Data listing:
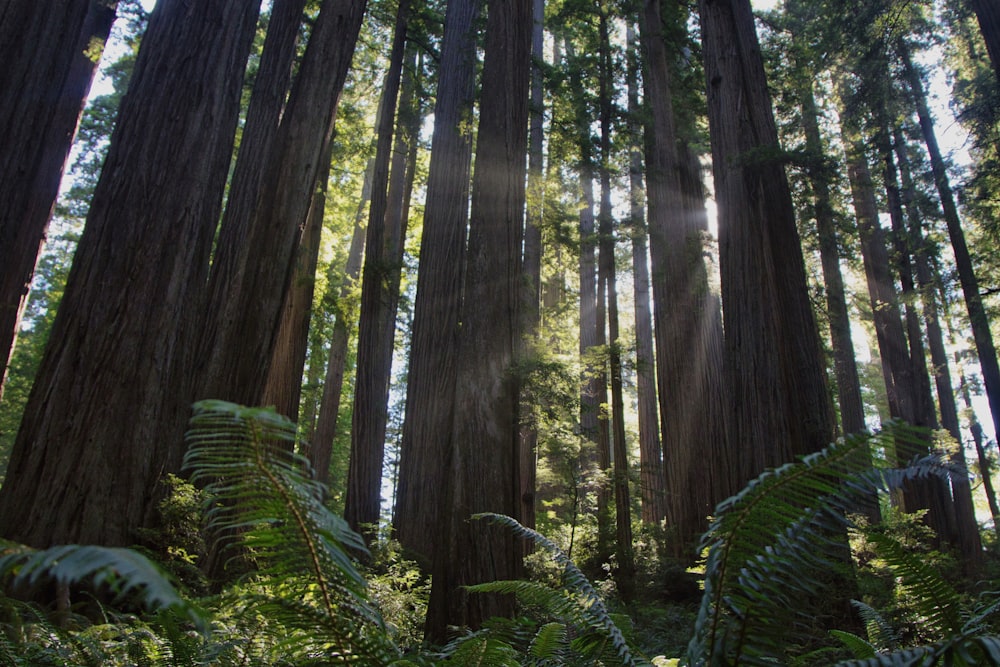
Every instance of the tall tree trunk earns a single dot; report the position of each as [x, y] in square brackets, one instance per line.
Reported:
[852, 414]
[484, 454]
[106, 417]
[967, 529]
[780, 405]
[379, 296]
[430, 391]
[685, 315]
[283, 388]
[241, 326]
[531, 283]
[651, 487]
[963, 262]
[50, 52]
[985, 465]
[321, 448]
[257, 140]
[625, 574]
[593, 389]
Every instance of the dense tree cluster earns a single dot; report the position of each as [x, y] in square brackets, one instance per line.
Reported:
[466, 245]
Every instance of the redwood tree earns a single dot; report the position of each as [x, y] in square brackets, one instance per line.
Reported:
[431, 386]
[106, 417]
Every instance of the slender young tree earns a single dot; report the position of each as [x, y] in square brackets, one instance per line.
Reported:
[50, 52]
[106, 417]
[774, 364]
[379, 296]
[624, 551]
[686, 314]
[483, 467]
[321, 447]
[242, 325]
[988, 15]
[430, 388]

---

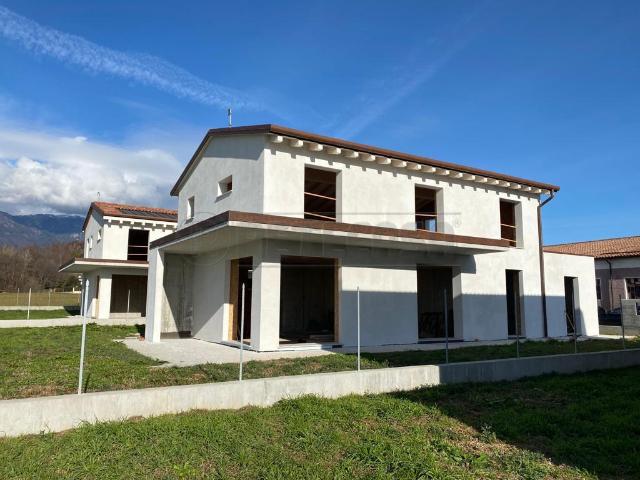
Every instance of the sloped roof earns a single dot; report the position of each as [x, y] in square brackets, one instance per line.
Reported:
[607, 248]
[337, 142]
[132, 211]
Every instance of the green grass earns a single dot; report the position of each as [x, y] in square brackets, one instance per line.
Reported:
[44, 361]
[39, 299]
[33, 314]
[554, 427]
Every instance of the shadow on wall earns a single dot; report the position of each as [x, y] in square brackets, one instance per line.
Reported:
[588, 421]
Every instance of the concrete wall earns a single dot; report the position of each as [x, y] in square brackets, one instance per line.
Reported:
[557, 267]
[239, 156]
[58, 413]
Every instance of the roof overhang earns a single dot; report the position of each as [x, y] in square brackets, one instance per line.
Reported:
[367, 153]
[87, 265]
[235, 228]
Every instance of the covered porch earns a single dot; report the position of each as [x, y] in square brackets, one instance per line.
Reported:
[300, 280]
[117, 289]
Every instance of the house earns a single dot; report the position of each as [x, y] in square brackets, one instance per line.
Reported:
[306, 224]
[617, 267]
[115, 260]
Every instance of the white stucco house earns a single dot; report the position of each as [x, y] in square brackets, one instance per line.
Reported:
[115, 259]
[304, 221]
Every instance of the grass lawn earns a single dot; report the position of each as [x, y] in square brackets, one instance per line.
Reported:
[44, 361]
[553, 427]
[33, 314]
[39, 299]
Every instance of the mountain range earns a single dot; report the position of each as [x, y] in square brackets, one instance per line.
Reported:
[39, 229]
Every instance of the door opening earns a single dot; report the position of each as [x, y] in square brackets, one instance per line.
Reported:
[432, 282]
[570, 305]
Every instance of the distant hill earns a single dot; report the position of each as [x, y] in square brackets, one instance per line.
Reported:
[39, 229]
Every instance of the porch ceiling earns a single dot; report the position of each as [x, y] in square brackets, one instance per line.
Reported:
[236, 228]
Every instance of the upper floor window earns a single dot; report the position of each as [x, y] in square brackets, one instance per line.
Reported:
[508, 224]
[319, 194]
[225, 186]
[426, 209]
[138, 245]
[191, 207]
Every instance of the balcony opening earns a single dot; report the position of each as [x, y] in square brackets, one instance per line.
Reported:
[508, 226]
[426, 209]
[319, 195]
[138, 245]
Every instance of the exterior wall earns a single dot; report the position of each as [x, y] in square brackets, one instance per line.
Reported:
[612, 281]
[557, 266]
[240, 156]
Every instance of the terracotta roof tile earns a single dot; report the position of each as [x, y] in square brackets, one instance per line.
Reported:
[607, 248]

*Task details:*
Collect every line of the records above that contains the word "wall", copying each one in full. Case counts.

*Output of the task:*
Every instance of the shadow on wall earns a single dot; report the position of each as [x, y] in square brackets, one instance per line.
Every instance of the concrete wall earns a single dot; report the position of each as [x, y] in square brackets, one instance per line.
Every instance of the exterior wall earns a single dot; report the position of each as [x, y] in square brackets, one instance per line.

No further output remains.